<<<<

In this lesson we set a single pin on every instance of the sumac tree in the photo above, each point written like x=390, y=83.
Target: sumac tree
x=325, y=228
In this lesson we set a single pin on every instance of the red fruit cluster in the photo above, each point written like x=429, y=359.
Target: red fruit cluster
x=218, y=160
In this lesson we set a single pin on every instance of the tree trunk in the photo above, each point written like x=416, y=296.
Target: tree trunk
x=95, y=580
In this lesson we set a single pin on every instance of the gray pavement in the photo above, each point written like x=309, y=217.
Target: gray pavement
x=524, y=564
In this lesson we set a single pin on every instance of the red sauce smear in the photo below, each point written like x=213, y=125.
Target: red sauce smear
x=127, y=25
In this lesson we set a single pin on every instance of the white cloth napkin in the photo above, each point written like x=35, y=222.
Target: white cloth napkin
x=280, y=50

>>>>

▶ _TASK PROMPT_
Could you copy out every entry above word for word, keeping each line as it stands?

▶ _RESPONSE BELOW_
In this lesson we set a single pin on every instance of the sumac tree in the photo above, each point written like x=390, y=83.
Target: sumac tree
x=325, y=228
In this lesson we set a single pin on every instance of the red fruit cluster in the photo above, each point written like x=429, y=359.
Target: red fruit cluster
x=218, y=160
In this lesson we set a single pin on every instance of the tree trunk in the photo above, each point written like x=416, y=296.
Target: tree trunk
x=95, y=580
In this lesson we set a single pin on every instance of the gray pavement in the photo above, each point written like x=309, y=217.
Target: gray pavement
x=524, y=564
In this lesson we set a single pin on every instance of the red sauce smear in the photo below, each point written like x=213, y=125.
Target: red sauce smear
x=127, y=25
In this lesson we set a single pin on every instance of the white cloth napkin in the photo above, each point written like x=35, y=222.
Target: white cloth napkin
x=280, y=50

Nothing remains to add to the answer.